— TASK OBJECTIVE —
Select all lines in the records that include "lamp".

— DATA FOR THIS TASK —
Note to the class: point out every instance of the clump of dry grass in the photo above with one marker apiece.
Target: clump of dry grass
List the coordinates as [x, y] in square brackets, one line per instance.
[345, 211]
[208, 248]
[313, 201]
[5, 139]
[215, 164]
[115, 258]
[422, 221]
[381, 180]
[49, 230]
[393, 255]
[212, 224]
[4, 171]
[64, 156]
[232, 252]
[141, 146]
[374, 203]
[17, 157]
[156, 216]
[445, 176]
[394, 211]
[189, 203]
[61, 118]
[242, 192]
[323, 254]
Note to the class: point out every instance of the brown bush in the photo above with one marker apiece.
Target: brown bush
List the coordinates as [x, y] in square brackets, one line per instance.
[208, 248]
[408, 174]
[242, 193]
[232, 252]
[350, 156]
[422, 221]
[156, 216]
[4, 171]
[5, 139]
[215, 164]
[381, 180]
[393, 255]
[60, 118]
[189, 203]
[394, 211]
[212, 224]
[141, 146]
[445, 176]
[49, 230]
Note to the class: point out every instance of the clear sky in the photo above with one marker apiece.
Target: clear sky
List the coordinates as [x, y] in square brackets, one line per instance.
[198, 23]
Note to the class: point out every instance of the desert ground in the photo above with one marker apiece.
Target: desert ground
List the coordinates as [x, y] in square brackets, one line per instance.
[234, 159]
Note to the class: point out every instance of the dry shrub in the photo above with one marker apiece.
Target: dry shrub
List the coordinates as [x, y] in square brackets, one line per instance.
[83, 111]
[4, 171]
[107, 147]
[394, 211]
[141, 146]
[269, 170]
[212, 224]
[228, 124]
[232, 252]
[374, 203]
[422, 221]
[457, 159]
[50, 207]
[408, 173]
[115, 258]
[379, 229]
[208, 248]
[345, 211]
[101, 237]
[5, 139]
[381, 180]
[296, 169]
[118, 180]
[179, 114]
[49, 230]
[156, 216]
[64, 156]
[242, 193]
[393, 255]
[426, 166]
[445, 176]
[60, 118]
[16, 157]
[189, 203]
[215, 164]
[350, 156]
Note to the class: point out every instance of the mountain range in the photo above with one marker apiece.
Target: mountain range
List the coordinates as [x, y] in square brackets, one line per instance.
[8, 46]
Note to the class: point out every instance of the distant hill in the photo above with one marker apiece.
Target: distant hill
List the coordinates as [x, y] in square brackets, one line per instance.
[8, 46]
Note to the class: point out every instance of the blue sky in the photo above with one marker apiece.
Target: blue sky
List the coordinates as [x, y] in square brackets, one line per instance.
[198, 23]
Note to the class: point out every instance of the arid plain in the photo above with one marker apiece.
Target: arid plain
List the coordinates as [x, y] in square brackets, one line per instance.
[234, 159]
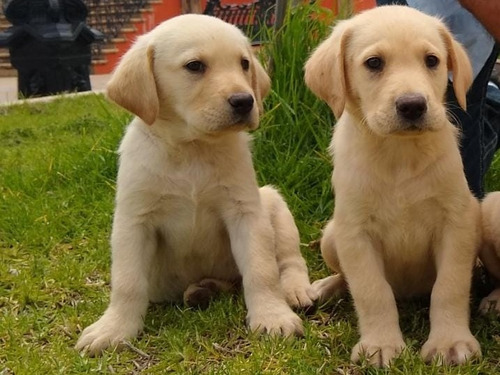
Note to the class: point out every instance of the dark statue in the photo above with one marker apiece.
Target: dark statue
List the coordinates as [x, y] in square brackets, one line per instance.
[49, 45]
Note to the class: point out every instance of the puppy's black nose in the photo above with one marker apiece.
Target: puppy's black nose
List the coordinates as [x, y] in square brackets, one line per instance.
[411, 106]
[242, 103]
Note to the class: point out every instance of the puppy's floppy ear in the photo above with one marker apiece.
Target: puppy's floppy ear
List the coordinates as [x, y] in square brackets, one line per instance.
[261, 83]
[132, 84]
[325, 69]
[460, 66]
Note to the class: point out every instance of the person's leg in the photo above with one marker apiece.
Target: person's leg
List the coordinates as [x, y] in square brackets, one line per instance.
[475, 137]
[491, 125]
[391, 2]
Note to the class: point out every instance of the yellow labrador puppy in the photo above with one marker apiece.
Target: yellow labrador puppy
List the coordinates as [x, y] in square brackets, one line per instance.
[190, 218]
[490, 249]
[405, 222]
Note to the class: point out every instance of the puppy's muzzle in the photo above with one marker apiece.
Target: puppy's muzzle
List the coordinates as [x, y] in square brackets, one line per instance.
[411, 107]
[242, 103]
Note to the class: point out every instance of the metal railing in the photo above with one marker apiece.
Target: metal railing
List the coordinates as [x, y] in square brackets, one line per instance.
[110, 17]
[251, 17]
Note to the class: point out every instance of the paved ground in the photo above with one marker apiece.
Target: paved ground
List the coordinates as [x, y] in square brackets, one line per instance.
[8, 87]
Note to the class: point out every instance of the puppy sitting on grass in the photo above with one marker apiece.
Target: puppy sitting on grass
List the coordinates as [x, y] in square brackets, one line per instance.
[190, 218]
[405, 221]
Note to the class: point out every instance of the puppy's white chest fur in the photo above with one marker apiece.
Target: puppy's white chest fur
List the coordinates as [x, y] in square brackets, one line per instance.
[395, 198]
[180, 193]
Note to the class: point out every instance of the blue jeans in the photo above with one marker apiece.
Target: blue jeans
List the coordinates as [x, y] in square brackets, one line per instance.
[479, 125]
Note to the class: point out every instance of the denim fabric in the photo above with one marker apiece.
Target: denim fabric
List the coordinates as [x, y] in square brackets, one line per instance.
[480, 125]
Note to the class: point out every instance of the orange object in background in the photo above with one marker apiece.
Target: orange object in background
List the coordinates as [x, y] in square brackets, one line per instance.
[357, 5]
[360, 5]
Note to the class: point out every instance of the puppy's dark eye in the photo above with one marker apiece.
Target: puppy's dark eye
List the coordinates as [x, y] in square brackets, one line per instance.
[245, 64]
[375, 64]
[431, 61]
[195, 66]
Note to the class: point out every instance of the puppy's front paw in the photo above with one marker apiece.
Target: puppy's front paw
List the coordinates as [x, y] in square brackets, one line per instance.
[109, 331]
[275, 319]
[298, 292]
[491, 303]
[453, 350]
[378, 353]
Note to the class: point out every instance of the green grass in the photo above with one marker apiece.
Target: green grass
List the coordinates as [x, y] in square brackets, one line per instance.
[57, 185]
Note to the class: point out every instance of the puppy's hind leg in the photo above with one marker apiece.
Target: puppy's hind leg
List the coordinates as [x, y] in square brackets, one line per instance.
[292, 267]
[334, 285]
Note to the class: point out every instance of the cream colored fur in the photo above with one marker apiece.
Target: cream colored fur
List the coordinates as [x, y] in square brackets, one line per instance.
[490, 249]
[189, 215]
[405, 222]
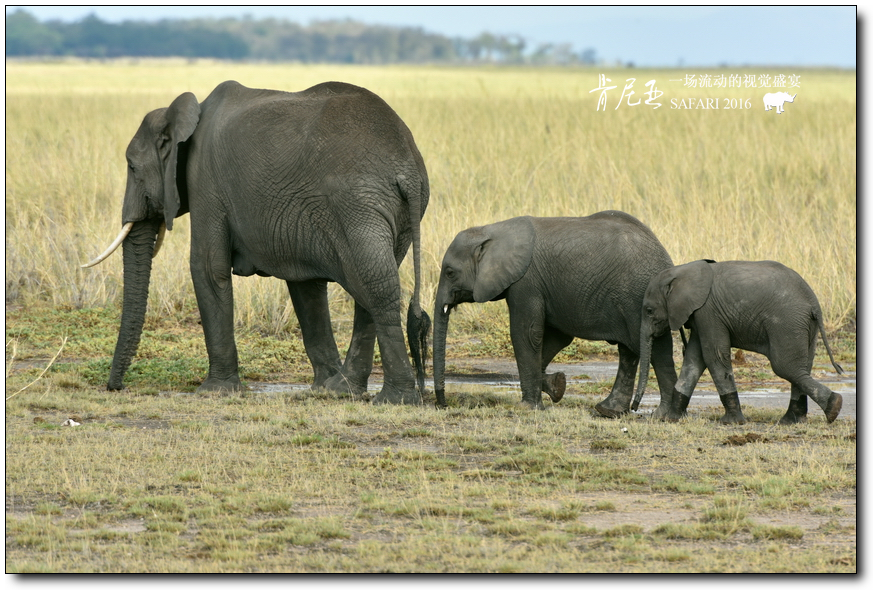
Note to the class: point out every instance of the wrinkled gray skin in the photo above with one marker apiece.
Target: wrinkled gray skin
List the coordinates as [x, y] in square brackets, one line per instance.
[763, 307]
[321, 185]
[562, 277]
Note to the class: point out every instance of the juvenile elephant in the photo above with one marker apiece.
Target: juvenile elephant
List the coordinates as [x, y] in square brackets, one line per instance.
[763, 307]
[321, 185]
[562, 277]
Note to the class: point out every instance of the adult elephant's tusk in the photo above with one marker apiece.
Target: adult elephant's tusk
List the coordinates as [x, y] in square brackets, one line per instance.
[112, 247]
[160, 239]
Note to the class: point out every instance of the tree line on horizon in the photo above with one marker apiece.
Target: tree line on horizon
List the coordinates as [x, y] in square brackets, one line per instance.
[330, 41]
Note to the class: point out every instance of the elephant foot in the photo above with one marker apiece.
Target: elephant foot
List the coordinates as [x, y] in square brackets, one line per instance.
[733, 414]
[835, 404]
[791, 418]
[344, 387]
[662, 411]
[796, 413]
[394, 395]
[555, 385]
[533, 404]
[227, 385]
[678, 409]
[612, 407]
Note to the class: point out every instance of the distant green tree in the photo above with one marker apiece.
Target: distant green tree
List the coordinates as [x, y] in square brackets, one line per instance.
[337, 41]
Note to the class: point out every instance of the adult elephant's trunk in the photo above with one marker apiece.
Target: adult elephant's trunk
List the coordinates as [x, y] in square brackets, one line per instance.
[138, 248]
[441, 324]
[645, 359]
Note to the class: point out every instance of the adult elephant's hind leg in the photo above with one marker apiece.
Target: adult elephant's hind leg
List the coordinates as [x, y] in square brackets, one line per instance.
[618, 401]
[355, 373]
[554, 384]
[375, 286]
[313, 314]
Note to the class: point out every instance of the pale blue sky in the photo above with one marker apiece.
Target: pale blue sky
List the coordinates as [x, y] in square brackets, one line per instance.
[648, 36]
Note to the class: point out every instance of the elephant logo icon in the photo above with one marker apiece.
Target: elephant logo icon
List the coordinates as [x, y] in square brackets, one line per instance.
[777, 99]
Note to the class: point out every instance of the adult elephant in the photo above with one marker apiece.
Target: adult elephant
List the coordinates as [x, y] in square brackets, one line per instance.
[321, 185]
[562, 277]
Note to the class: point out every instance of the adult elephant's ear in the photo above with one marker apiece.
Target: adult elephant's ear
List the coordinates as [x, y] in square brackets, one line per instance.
[687, 291]
[503, 257]
[182, 116]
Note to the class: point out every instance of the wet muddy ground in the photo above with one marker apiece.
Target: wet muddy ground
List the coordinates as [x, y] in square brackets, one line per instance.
[501, 375]
[773, 393]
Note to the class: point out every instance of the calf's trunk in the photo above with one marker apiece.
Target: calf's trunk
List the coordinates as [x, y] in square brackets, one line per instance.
[441, 324]
[645, 360]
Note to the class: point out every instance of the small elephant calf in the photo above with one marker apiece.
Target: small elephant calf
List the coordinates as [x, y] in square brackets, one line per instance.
[763, 307]
[562, 277]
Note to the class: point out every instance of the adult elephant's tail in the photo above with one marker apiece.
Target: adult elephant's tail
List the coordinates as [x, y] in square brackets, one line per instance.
[817, 316]
[417, 320]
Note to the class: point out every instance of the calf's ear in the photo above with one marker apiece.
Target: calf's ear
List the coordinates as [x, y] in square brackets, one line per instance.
[686, 290]
[503, 257]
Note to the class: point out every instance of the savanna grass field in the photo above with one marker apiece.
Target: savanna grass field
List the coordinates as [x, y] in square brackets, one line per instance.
[154, 479]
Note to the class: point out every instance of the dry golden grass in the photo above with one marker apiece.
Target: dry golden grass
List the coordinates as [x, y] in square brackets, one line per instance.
[723, 184]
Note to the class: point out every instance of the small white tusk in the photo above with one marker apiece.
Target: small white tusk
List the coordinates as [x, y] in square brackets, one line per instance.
[160, 239]
[112, 247]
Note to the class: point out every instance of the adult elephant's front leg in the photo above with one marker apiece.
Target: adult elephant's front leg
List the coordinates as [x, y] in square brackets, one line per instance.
[618, 400]
[313, 314]
[526, 329]
[210, 272]
[665, 372]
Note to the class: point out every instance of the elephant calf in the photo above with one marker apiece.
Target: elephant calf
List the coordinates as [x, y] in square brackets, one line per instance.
[562, 277]
[763, 307]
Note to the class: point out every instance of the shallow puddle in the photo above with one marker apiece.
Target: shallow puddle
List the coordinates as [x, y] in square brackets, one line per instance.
[501, 376]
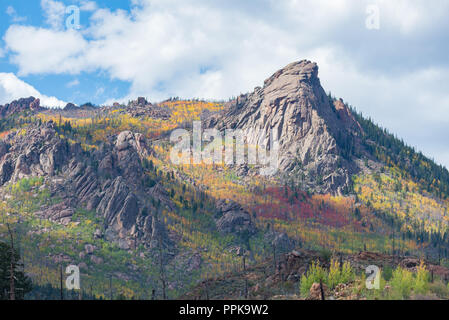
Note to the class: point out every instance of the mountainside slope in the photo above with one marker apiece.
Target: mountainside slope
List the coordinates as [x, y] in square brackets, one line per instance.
[94, 186]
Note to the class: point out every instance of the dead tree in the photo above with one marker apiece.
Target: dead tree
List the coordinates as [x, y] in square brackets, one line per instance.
[12, 267]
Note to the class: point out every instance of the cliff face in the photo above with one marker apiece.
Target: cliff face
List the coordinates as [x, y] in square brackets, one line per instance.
[309, 127]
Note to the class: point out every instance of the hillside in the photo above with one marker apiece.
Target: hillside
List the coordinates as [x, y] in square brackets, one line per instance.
[95, 187]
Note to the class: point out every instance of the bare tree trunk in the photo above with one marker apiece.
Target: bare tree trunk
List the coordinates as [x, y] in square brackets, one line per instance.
[322, 290]
[12, 289]
[110, 287]
[161, 270]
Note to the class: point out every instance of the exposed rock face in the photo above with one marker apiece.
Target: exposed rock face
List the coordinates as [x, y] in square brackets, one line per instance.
[18, 106]
[293, 106]
[233, 218]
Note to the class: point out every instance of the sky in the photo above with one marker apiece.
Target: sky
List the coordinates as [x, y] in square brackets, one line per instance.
[389, 59]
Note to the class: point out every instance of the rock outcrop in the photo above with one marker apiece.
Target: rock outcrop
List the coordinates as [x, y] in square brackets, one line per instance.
[108, 181]
[234, 219]
[311, 131]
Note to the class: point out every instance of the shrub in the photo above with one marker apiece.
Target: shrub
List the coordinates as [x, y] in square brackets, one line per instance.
[314, 274]
[421, 285]
[401, 284]
[387, 273]
[339, 274]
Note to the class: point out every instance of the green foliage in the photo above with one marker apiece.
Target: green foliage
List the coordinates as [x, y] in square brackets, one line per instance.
[387, 273]
[402, 283]
[421, 285]
[314, 274]
[22, 283]
[339, 274]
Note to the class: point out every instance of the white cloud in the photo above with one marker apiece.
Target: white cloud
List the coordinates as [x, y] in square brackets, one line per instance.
[73, 83]
[88, 5]
[12, 88]
[54, 12]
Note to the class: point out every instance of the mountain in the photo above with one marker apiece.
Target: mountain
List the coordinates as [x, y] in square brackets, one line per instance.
[95, 187]
[309, 126]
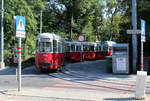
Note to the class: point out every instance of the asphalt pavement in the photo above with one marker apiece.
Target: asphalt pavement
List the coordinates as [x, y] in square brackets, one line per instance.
[97, 84]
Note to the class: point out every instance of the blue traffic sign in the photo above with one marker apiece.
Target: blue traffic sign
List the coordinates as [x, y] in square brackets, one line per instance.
[143, 30]
[20, 26]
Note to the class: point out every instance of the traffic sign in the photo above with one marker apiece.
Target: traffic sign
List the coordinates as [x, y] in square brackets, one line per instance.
[143, 30]
[20, 26]
[129, 31]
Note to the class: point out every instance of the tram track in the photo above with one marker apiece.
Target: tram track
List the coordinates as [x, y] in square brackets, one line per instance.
[101, 85]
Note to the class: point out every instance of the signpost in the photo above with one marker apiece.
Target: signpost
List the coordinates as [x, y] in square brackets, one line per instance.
[142, 40]
[20, 33]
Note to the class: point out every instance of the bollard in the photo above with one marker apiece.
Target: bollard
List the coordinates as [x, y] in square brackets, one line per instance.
[140, 85]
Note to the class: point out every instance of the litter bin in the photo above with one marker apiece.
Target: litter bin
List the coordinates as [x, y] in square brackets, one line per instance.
[120, 58]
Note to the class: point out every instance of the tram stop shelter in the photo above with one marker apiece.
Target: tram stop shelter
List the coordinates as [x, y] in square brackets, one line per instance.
[120, 58]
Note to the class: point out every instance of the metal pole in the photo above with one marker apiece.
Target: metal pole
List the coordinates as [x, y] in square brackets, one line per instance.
[19, 64]
[134, 36]
[41, 22]
[2, 64]
[142, 64]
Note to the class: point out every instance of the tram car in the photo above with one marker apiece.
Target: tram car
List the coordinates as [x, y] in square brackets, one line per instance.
[73, 51]
[50, 51]
[89, 52]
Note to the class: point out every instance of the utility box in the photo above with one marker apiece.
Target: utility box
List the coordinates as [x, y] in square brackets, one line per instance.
[120, 58]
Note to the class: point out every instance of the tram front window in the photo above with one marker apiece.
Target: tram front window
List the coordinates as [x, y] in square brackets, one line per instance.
[45, 47]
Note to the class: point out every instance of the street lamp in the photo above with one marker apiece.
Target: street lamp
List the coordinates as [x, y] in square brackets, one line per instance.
[2, 65]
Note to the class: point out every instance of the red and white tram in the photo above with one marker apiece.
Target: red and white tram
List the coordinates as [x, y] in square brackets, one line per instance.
[50, 51]
[73, 51]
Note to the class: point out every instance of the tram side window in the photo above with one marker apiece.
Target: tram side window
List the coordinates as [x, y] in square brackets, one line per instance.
[67, 48]
[78, 48]
[72, 48]
[54, 46]
[91, 48]
[105, 48]
[44, 47]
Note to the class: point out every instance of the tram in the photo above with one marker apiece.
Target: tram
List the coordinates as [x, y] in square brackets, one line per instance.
[50, 51]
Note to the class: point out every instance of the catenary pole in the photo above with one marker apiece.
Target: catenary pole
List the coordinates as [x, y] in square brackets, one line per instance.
[41, 21]
[19, 64]
[2, 64]
[134, 36]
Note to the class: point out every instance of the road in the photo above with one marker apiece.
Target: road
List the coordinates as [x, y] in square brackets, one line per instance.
[83, 81]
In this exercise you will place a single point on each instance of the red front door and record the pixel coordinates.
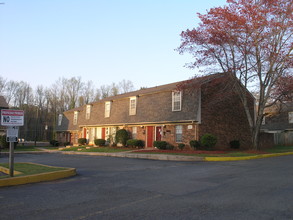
(103, 133)
(84, 132)
(150, 136)
(158, 133)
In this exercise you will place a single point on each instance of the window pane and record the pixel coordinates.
(178, 133)
(176, 101)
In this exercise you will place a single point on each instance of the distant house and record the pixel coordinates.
(3, 105)
(280, 123)
(163, 113)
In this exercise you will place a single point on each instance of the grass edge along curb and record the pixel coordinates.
(246, 157)
(6, 170)
(60, 174)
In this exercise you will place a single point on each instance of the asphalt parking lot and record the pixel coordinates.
(123, 188)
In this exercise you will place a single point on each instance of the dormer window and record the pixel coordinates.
(107, 109)
(75, 117)
(132, 106)
(60, 119)
(176, 100)
(88, 111)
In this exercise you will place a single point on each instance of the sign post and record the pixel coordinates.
(11, 119)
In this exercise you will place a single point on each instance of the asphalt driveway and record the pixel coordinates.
(123, 188)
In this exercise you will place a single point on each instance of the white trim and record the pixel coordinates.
(88, 112)
(75, 117)
(178, 133)
(290, 117)
(60, 119)
(107, 109)
(174, 100)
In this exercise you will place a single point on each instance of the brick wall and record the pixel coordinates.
(223, 115)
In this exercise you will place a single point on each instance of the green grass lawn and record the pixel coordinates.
(276, 149)
(232, 154)
(96, 149)
(30, 169)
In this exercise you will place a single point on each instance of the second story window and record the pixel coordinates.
(132, 106)
(176, 101)
(107, 109)
(60, 119)
(178, 133)
(75, 117)
(290, 117)
(134, 132)
(88, 111)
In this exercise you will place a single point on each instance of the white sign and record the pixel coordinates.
(12, 134)
(11, 117)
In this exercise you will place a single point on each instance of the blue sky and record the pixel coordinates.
(100, 40)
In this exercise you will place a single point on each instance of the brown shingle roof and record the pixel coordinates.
(156, 89)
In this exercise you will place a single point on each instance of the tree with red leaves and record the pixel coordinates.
(249, 40)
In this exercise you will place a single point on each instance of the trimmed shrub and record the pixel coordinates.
(3, 143)
(100, 142)
(235, 144)
(135, 143)
(208, 141)
(66, 143)
(81, 141)
(162, 145)
(54, 143)
(169, 147)
(194, 144)
(122, 136)
(181, 146)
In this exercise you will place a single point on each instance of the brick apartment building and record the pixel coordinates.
(167, 113)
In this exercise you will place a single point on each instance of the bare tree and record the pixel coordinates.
(73, 90)
(2, 84)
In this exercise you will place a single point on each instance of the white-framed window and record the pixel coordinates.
(132, 106)
(178, 133)
(60, 119)
(290, 117)
(263, 122)
(107, 109)
(134, 132)
(176, 100)
(88, 111)
(75, 117)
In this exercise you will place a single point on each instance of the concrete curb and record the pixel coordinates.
(246, 158)
(13, 181)
(167, 157)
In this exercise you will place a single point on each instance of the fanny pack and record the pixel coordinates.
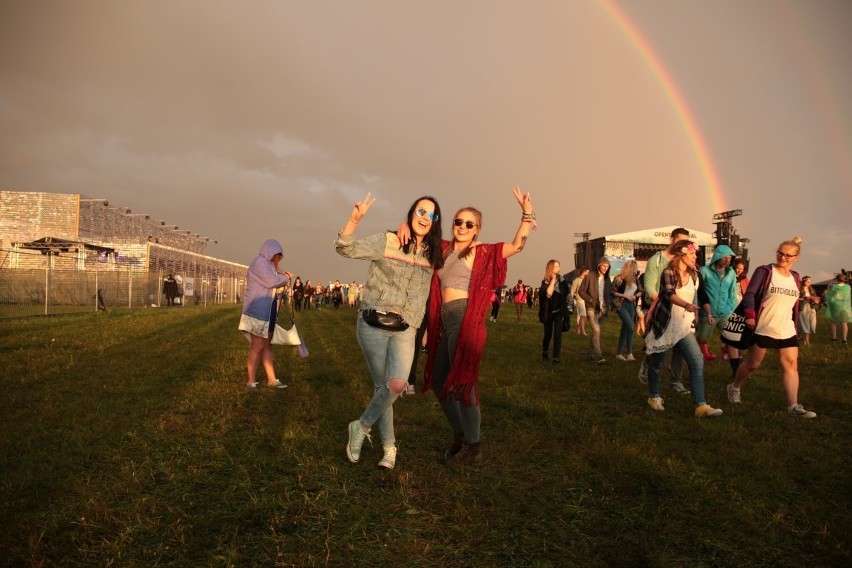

— ANSWER —
Note to the class: point out every instance of the street lamp in the photo above with one marker apiece.
Target: street lamp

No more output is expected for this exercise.